··· EXERCISE INPUTS

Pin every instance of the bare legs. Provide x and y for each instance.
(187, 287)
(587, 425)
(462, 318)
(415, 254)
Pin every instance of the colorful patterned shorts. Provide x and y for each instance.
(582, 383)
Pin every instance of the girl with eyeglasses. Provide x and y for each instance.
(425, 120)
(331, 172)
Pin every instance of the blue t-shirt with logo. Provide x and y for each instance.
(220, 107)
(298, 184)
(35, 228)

······
··· EXERCISE INPUTS

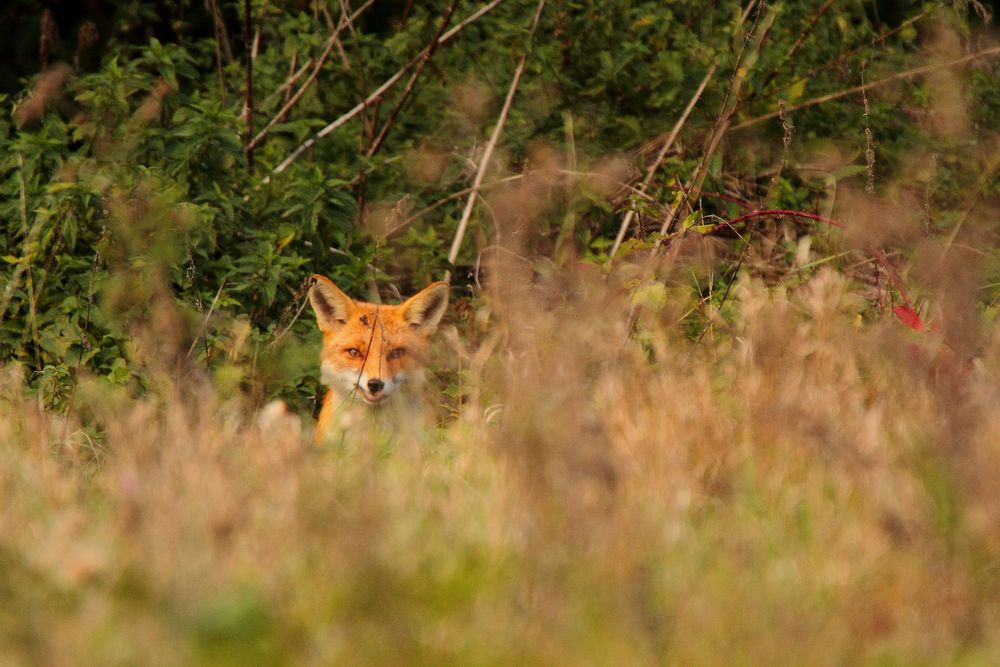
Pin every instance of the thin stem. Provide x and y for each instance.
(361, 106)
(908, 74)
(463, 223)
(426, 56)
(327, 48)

······

AIM: Return every line of the material that contains the string "instance".

OUTPUT:
Pin every instance of the bare legs. Provide x and y for each instance.
Pin every instance of the colorful patterned shorts. Provide x and y for each instance.
Pin every instance of the girl with eyeglasses. Provide x and y for each instance.
Pin every instance of the blue t-shirt with logo. Provide x and y for each instance.
Pin every instance of the thin stem. Provide x and y for each instance.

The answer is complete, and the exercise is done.